## What the task asks
Each of the lines from the one that contains "out the reflection" to the end of the entries below should be output exactly.

## Source records

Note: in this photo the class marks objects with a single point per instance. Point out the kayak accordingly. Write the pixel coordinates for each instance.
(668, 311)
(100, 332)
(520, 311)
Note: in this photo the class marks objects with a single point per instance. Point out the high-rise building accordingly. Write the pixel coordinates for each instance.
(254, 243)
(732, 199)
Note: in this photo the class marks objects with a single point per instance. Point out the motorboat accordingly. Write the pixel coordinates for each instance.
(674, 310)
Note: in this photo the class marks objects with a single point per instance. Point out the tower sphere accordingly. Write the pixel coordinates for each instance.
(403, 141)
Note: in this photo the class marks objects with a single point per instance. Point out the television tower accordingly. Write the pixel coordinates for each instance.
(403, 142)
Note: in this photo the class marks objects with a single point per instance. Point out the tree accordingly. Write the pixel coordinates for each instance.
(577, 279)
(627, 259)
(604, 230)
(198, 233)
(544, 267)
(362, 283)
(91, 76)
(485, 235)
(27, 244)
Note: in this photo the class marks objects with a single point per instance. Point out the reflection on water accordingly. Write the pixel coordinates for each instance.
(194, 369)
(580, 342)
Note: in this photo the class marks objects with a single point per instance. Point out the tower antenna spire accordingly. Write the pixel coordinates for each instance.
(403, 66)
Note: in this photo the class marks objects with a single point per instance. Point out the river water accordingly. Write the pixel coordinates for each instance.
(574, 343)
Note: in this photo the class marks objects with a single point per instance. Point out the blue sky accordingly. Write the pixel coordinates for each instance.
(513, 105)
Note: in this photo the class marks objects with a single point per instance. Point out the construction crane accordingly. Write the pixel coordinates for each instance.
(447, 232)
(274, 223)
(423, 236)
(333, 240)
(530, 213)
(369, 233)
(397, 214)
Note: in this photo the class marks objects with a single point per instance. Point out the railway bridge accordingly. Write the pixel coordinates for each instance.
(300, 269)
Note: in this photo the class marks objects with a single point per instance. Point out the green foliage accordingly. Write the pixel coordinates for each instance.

## Task answer
Note: in this photo the class marks objects with a single point per instance. Point out the reflection on water accordingly. Write the pixel coordinates for each instance.
(194, 369)
(580, 342)
Note: in this photo the class marks objects with a single point per instance. Point out the tower antenna spire accordingly. Write the pixel coordinates for each instance.
(403, 66)
Note: in this photo the class marks objects with a single point per instance. Point out the river water accordingly. Write the pixel coordinates for each instance.
(574, 343)
Note: in this photo the class marks objects with a single point per instance. Point out the blue sky accordingly. Write the pixel coordinates for each instance.
(513, 105)
Note: in this photo the class marks objects with a single point per instance. Point out the construction crane accordingly. Write the pixel coordinates for each instance.
(447, 232)
(274, 223)
(423, 236)
(333, 240)
(530, 213)
(369, 233)
(397, 214)
Note: in this photo the class marks objects with a single point per instance. Point out the railway bridge accordingly. Write the pixel coordinates for each instance.
(300, 269)
Note: in this photo the class marks objects with a single point per instance. Point out the green foliage accordingly. Write the pixel coordinates for each instance.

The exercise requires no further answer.